INSTRUCTIONS TO FOLLOW :: From the data below, extract every line that contains the string "handlebar" and list those lines in the order they appear.

[Records excerpted from a collection]
------------------------------------------------------------

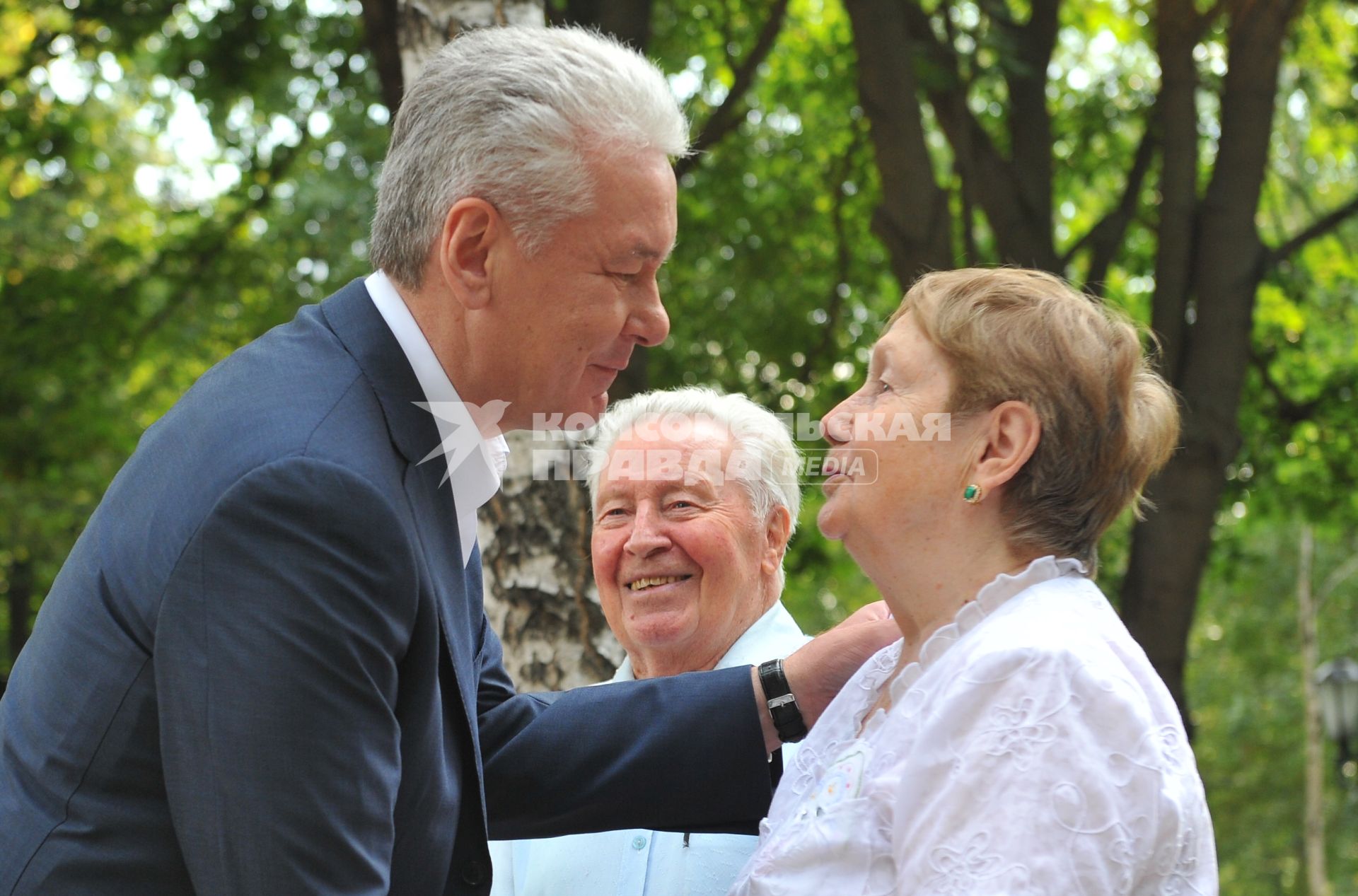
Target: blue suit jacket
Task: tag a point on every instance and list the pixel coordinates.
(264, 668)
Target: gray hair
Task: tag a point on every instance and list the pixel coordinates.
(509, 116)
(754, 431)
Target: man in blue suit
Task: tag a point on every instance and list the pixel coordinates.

------------------------------------------------------------

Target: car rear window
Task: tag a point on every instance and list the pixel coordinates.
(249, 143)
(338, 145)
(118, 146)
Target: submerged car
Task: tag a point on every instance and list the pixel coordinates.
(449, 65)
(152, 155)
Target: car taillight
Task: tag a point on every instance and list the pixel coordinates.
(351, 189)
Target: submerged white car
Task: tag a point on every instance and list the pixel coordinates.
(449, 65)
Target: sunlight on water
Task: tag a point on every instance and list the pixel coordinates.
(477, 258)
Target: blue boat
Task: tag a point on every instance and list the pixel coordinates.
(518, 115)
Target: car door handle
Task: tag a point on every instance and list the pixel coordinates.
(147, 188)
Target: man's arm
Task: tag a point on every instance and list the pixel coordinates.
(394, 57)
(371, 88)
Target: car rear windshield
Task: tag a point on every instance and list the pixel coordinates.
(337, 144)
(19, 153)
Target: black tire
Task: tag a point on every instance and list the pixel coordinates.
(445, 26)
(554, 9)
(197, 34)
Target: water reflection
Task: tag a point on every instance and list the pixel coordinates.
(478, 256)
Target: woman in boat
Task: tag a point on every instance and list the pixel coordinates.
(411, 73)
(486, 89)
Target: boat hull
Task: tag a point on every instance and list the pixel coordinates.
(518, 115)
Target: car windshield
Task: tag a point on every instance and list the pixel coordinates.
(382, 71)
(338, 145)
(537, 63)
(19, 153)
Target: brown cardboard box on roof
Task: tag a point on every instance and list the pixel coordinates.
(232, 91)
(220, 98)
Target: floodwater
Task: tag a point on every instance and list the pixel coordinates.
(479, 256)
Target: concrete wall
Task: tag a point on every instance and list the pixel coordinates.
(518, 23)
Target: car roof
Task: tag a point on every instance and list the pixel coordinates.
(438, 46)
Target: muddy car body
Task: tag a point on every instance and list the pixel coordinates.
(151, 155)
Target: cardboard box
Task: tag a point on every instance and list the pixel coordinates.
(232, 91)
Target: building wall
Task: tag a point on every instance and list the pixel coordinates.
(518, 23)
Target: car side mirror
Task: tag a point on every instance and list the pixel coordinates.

------------------------------------------------------------

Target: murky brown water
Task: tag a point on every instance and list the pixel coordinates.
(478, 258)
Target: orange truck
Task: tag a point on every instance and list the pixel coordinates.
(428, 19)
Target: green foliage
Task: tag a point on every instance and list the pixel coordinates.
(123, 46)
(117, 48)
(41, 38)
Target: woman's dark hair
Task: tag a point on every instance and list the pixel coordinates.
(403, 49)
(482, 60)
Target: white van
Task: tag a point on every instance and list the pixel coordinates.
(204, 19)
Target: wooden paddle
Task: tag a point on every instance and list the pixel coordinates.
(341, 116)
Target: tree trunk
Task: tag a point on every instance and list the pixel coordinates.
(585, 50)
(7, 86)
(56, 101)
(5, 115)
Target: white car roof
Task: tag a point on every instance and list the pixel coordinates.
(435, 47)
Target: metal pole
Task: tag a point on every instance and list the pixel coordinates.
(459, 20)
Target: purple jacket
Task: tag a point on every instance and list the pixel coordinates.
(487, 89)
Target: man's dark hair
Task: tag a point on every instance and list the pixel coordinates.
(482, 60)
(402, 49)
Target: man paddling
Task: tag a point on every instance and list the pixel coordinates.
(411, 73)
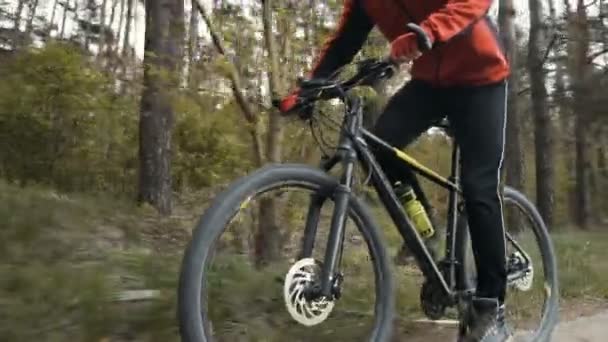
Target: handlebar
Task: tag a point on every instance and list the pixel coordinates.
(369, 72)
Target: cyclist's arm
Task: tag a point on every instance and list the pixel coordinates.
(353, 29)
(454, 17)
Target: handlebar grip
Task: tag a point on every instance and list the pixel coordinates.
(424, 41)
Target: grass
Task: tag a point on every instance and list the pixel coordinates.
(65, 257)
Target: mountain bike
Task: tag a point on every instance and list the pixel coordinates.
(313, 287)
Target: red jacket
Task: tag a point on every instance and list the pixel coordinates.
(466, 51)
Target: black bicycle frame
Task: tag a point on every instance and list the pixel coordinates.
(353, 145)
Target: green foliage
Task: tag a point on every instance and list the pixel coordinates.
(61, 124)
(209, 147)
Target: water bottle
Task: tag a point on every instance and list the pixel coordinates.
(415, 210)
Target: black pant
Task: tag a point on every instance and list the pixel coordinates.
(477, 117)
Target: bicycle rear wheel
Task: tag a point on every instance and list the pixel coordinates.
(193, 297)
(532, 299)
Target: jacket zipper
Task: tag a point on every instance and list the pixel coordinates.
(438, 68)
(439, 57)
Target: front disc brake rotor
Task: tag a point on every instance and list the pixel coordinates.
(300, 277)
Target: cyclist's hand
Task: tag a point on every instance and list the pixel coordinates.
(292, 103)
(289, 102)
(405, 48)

------------------------------------------------------------

EXERCISE SOLUTION ::
Target: handlebar
Target: handlebar grip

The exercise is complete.